Would you repeat the lines from the one with "Guideline: for every instance of the blue plastic" through the final line, both included, and nothing else? No pictures belong in the copy.

-- START Given records --

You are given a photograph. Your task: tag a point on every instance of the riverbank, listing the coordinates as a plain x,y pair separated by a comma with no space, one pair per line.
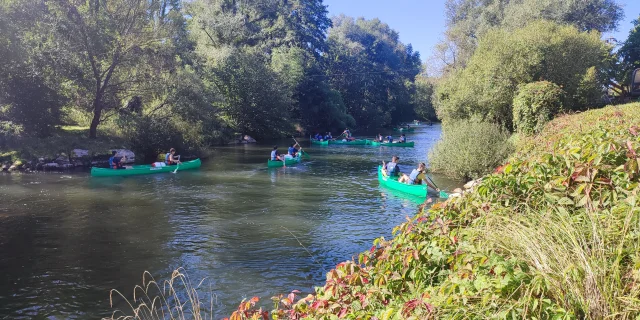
554,233
67,149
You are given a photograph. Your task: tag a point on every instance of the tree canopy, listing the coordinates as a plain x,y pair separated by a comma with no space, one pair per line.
202,70
505,59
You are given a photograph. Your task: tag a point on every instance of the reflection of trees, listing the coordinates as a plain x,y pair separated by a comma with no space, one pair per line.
70,245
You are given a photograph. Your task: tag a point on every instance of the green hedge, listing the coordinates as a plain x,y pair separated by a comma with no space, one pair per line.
535,104
469,149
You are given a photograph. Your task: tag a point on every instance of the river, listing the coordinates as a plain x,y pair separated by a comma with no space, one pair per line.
67,239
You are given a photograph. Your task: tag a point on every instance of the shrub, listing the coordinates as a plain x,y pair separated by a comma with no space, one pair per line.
470,149
506,59
536,104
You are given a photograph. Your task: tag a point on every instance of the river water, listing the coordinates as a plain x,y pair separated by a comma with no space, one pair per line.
67,239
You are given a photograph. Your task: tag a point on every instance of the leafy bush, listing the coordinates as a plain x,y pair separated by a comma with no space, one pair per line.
149,136
554,234
536,104
469,149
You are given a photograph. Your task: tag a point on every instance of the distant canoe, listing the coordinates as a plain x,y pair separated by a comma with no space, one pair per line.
143,169
351,143
320,143
289,162
398,144
404,129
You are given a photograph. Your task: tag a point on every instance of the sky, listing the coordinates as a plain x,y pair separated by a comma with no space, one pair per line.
422,22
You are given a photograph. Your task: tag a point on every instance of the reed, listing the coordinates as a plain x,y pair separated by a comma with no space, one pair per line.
175,299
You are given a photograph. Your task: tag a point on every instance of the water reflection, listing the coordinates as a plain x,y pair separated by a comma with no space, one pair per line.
66,240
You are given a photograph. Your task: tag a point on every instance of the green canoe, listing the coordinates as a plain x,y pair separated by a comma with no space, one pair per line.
414,190
321,143
404,129
350,143
143,169
278,164
398,144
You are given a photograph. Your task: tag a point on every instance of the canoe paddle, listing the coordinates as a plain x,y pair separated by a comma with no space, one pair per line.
442,193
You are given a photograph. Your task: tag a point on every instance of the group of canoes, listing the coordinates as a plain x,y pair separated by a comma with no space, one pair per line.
348,139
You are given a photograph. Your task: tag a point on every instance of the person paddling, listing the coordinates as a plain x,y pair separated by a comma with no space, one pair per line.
391,169
171,159
275,156
417,176
292,150
347,134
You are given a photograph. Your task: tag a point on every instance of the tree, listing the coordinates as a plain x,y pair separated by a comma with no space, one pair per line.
506,59
629,54
469,20
253,100
30,93
422,99
103,46
373,71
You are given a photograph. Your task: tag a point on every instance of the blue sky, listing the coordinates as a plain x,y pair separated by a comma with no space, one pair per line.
421,22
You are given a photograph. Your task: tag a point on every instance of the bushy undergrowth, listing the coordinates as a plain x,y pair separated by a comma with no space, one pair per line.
469,149
535,104
552,234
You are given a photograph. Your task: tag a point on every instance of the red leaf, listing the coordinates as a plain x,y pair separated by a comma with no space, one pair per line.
632,152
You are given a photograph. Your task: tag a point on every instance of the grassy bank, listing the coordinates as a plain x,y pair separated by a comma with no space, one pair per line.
553,234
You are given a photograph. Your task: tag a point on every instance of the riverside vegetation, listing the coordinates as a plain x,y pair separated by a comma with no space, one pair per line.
554,233
147,75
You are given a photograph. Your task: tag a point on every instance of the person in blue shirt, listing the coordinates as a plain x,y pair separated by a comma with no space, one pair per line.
116,162
347,134
275,156
391,168
418,176
171,158
293,151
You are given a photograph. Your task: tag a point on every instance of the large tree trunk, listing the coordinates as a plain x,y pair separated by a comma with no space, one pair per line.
97,113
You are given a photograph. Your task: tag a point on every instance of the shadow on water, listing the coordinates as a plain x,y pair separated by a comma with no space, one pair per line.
66,240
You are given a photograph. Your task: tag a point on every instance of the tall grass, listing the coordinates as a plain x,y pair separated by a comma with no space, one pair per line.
583,259
175,299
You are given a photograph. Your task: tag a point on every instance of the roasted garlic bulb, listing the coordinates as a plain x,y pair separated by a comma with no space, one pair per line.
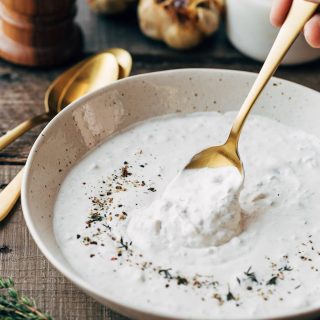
109,6
182,24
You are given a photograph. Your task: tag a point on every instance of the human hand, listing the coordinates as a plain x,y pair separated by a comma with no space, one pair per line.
279,11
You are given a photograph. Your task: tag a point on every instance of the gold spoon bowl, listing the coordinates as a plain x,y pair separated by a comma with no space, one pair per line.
227,154
85,77
74,83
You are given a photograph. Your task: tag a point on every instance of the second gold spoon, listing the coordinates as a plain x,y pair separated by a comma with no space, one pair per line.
101,70
227,154
119,65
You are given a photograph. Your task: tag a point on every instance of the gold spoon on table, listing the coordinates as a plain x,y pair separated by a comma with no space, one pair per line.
227,154
54,92
10,195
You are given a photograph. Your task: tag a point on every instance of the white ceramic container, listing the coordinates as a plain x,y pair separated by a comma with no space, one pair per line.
250,31
92,119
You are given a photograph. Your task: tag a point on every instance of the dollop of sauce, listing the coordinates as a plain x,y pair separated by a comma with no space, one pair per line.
200,244
199,208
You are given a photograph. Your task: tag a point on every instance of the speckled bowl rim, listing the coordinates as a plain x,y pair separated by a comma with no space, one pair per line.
118,306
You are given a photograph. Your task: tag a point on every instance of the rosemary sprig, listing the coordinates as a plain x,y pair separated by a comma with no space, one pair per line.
14,306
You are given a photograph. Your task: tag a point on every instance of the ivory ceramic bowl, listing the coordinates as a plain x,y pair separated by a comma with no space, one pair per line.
92,119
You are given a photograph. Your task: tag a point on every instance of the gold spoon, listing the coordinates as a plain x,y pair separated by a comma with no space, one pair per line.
10,195
55,91
227,154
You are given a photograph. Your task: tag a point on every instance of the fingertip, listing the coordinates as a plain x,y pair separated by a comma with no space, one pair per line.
312,31
279,11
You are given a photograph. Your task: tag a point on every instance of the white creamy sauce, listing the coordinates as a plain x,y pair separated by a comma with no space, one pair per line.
199,208
201,243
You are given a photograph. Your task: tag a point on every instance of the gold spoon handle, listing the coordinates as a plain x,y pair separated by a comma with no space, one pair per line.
10,194
299,14
22,128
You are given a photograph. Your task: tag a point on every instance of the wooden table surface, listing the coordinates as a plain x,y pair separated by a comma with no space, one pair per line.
21,96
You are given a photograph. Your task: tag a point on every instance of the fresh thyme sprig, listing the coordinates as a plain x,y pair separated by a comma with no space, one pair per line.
14,306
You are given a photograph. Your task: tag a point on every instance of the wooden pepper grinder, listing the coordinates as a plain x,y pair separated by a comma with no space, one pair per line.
38,32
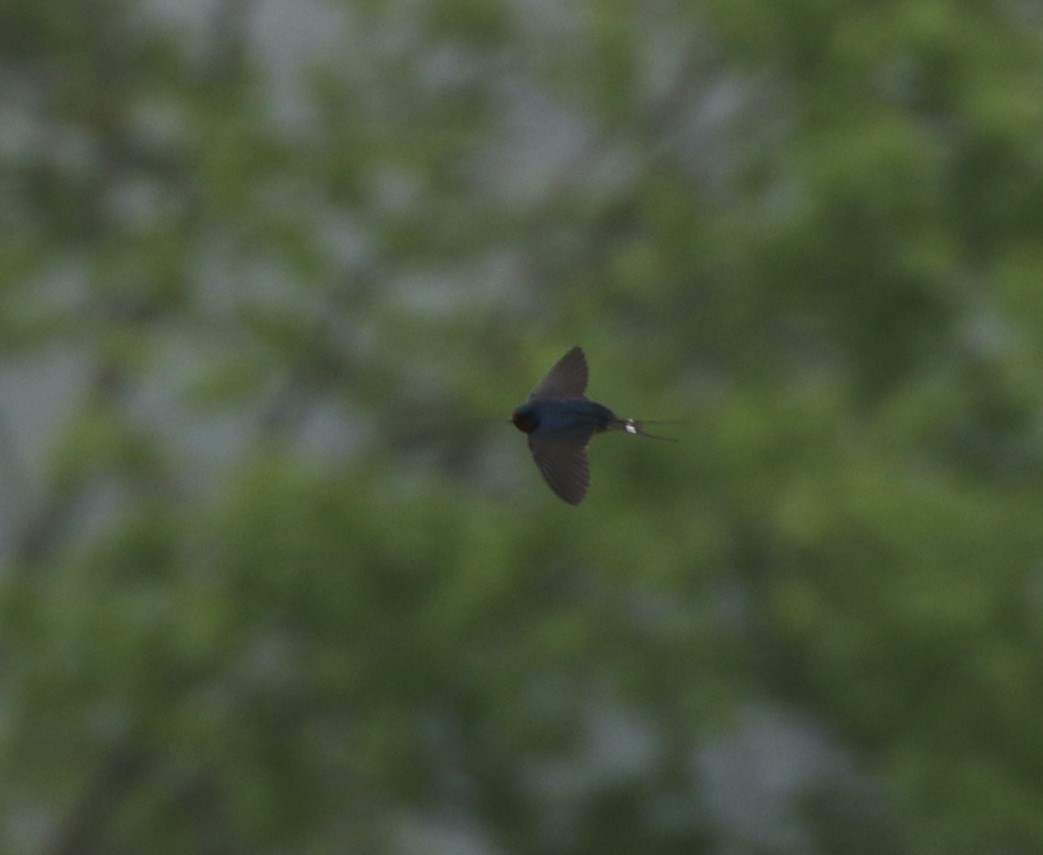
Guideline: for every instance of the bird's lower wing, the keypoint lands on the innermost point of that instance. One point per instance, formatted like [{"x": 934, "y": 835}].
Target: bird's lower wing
[{"x": 562, "y": 461}]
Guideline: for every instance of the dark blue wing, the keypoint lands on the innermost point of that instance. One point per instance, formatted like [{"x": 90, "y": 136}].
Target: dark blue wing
[{"x": 566, "y": 380}]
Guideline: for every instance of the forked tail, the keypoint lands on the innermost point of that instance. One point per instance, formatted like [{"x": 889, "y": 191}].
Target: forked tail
[{"x": 635, "y": 428}]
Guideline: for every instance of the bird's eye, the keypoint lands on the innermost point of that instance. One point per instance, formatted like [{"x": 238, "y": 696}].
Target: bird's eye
[{"x": 524, "y": 420}]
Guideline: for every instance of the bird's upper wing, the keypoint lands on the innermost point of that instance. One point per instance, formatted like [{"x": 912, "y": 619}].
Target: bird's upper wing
[
  {"x": 562, "y": 461},
  {"x": 566, "y": 380}
]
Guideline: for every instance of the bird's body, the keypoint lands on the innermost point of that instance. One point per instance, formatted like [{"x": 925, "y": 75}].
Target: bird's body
[{"x": 560, "y": 421}]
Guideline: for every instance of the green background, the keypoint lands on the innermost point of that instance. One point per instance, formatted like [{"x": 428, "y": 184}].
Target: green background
[{"x": 279, "y": 577}]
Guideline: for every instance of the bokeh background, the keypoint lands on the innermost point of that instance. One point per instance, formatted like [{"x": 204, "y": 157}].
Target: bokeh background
[{"x": 279, "y": 577}]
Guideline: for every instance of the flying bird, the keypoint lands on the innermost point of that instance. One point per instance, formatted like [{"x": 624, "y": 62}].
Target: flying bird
[{"x": 560, "y": 421}]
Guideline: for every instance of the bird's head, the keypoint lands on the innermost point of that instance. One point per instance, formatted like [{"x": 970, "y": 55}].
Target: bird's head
[{"x": 526, "y": 419}]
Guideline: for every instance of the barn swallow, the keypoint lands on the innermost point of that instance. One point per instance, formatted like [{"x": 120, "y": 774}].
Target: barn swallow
[{"x": 560, "y": 421}]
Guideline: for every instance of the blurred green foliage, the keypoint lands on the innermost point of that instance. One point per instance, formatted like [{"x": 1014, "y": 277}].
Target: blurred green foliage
[{"x": 279, "y": 576}]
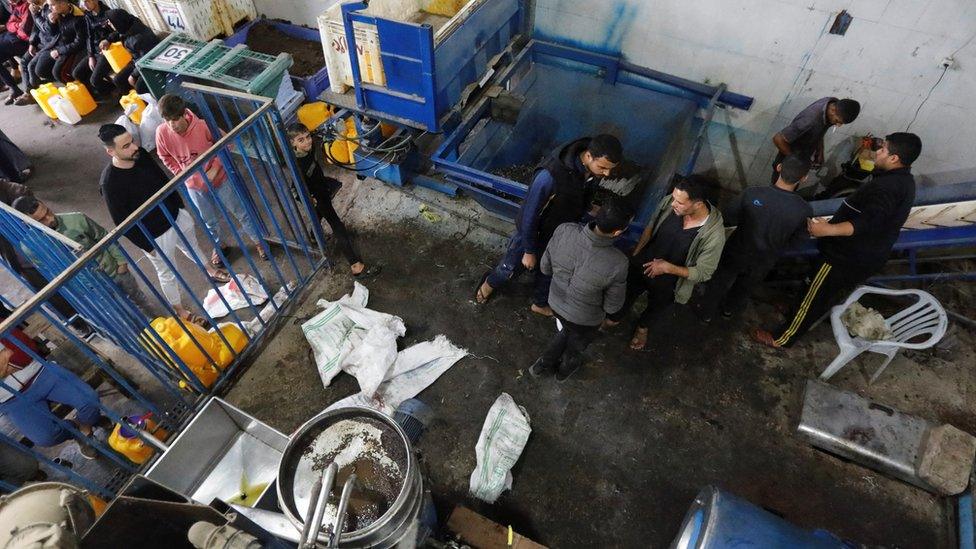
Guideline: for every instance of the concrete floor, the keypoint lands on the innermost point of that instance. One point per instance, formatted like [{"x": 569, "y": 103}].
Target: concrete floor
[{"x": 618, "y": 452}]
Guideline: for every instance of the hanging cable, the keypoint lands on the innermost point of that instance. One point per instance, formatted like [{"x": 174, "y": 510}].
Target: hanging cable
[{"x": 945, "y": 69}]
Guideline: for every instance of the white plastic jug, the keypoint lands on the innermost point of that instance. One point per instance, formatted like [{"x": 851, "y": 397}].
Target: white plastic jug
[{"x": 66, "y": 112}]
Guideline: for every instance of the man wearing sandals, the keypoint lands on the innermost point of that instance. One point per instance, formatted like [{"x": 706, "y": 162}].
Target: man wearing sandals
[
  {"x": 680, "y": 248},
  {"x": 86, "y": 232},
  {"x": 560, "y": 193},
  {"x": 179, "y": 141},
  {"x": 128, "y": 182}
]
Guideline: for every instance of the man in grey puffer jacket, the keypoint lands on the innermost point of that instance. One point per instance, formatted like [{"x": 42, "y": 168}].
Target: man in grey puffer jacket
[{"x": 589, "y": 281}]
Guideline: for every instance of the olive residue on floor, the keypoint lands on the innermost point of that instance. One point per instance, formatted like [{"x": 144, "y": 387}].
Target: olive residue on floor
[
  {"x": 307, "y": 55},
  {"x": 618, "y": 452}
]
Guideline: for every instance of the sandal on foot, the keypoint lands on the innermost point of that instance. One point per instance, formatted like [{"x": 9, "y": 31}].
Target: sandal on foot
[
  {"x": 368, "y": 272},
  {"x": 479, "y": 296},
  {"x": 639, "y": 341},
  {"x": 765, "y": 338},
  {"x": 215, "y": 260},
  {"x": 544, "y": 310},
  {"x": 220, "y": 275}
]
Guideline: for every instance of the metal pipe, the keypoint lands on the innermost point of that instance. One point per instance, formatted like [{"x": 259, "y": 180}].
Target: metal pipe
[
  {"x": 330, "y": 475},
  {"x": 316, "y": 489},
  {"x": 703, "y": 131},
  {"x": 341, "y": 511}
]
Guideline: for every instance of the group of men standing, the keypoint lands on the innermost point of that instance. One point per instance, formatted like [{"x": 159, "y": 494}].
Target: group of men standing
[{"x": 586, "y": 280}]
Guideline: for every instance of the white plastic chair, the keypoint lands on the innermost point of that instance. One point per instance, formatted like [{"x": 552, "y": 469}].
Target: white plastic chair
[{"x": 924, "y": 317}]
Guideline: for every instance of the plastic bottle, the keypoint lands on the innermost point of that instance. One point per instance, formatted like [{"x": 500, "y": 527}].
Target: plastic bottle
[
  {"x": 187, "y": 348},
  {"x": 77, "y": 93},
  {"x": 125, "y": 441},
  {"x": 132, "y": 98},
  {"x": 42, "y": 94},
  {"x": 117, "y": 56},
  {"x": 64, "y": 110}
]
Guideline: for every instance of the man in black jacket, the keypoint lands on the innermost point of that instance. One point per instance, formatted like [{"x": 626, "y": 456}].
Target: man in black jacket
[
  {"x": 856, "y": 242},
  {"x": 128, "y": 182},
  {"x": 43, "y": 35},
  {"x": 771, "y": 220},
  {"x": 560, "y": 193},
  {"x": 95, "y": 71},
  {"x": 72, "y": 36}
]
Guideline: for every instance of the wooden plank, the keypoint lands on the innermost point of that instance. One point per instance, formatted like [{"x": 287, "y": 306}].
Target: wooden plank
[{"x": 481, "y": 533}]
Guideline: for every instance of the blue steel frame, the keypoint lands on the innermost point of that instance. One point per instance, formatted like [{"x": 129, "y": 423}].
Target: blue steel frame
[
  {"x": 424, "y": 80},
  {"x": 613, "y": 70},
  {"x": 913, "y": 242},
  {"x": 259, "y": 141}
]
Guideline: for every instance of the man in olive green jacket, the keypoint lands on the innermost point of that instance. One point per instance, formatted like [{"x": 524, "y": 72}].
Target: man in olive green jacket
[{"x": 680, "y": 248}]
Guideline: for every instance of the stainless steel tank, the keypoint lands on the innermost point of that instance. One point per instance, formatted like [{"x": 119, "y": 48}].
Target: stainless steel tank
[{"x": 336, "y": 435}]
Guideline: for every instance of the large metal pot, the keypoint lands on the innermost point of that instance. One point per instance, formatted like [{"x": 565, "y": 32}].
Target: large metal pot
[
  {"x": 45, "y": 510},
  {"x": 391, "y": 526}
]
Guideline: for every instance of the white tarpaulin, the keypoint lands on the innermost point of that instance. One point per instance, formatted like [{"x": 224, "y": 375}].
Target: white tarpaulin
[
  {"x": 503, "y": 436},
  {"x": 347, "y": 336},
  {"x": 235, "y": 297}
]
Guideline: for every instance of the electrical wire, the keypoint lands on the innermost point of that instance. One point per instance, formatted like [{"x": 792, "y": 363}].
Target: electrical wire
[{"x": 945, "y": 69}]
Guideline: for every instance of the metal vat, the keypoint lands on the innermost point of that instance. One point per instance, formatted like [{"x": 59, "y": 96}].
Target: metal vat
[
  {"x": 294, "y": 485},
  {"x": 221, "y": 453}
]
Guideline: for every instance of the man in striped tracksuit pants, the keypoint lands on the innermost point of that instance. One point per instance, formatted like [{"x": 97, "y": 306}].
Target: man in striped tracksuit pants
[{"x": 856, "y": 242}]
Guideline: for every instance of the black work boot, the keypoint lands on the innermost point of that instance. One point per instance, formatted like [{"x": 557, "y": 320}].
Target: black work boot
[{"x": 539, "y": 368}]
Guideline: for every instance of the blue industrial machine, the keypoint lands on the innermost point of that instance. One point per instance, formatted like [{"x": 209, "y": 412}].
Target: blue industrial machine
[
  {"x": 492, "y": 97},
  {"x": 719, "y": 520},
  {"x": 486, "y": 96}
]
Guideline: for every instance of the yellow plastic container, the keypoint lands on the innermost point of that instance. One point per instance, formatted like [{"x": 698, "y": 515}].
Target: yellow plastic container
[
  {"x": 313, "y": 114},
  {"x": 117, "y": 56},
  {"x": 133, "y": 447},
  {"x": 41, "y": 94},
  {"x": 183, "y": 345},
  {"x": 78, "y": 95},
  {"x": 132, "y": 98}
]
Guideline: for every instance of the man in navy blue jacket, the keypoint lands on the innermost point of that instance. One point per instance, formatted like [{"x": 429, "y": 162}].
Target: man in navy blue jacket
[{"x": 560, "y": 193}]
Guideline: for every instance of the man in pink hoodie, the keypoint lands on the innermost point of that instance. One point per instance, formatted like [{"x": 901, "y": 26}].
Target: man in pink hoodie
[{"x": 179, "y": 142}]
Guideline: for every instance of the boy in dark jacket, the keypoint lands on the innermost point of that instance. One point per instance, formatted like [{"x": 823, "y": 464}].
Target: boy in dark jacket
[
  {"x": 589, "y": 281},
  {"x": 43, "y": 34},
  {"x": 95, "y": 70},
  {"x": 311, "y": 159},
  {"x": 14, "y": 43},
  {"x": 71, "y": 35},
  {"x": 137, "y": 38},
  {"x": 560, "y": 193}
]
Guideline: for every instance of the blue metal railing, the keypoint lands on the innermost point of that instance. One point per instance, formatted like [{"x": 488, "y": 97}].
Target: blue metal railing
[{"x": 155, "y": 367}]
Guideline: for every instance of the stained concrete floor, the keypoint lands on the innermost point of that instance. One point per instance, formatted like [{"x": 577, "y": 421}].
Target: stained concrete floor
[{"x": 618, "y": 452}]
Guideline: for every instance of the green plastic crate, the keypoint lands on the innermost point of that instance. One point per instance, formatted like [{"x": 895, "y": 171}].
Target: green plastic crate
[{"x": 237, "y": 68}]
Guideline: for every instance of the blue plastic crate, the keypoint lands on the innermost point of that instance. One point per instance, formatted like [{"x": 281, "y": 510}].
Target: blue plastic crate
[{"x": 313, "y": 85}]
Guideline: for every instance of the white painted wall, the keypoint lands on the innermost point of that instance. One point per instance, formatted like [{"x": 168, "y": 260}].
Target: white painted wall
[{"x": 779, "y": 52}]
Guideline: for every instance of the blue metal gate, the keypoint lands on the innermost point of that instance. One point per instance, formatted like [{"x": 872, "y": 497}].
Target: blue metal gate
[{"x": 162, "y": 364}]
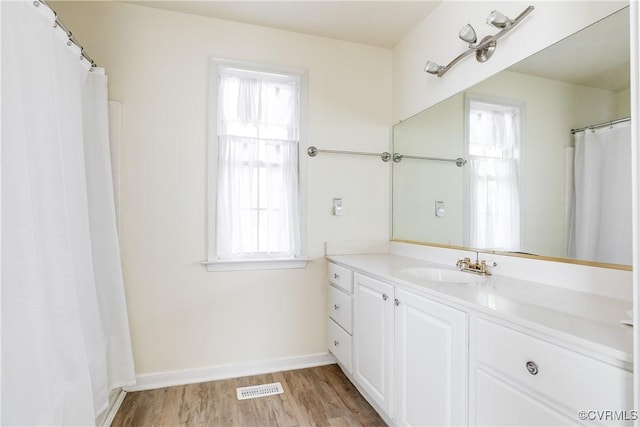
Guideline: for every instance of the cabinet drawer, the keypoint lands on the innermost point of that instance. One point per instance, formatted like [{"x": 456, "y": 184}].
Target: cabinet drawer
[
  {"x": 340, "y": 344},
  {"x": 572, "y": 379},
  {"x": 341, "y": 277},
  {"x": 340, "y": 308}
]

-- END Given records --

• Right answer:
Guideline: for every instance of the blue plastic crate, the keypoint lands on the innermost point of that instance. One point per instance, formatted like [{"x": 281, "y": 510}].
Target: blue plastic crate
[{"x": 313, "y": 85}]
Guideline: for every instance of the white painted wall, the keypoint lands on the innermost point of that instance. One point per instance, formatted like [{"x": 168, "y": 260}].
Target: white painted wall
[{"x": 779, "y": 52}]
Guideline: for every instance of the blue metal gate, the keypoint lands on the innermost point of that instance. One point per instance, formatted like [{"x": 872, "y": 497}].
Target: blue metal gate
[{"x": 162, "y": 364}]
Guideline: for every instance of the cabinet drawer, the keypoint lands on the innermost point of that instance. One point per instance, formatted like [{"x": 456, "y": 184}].
Target: cabinet drawer
[
  {"x": 340, "y": 344},
  {"x": 572, "y": 379},
  {"x": 341, "y": 277},
  {"x": 340, "y": 308}
]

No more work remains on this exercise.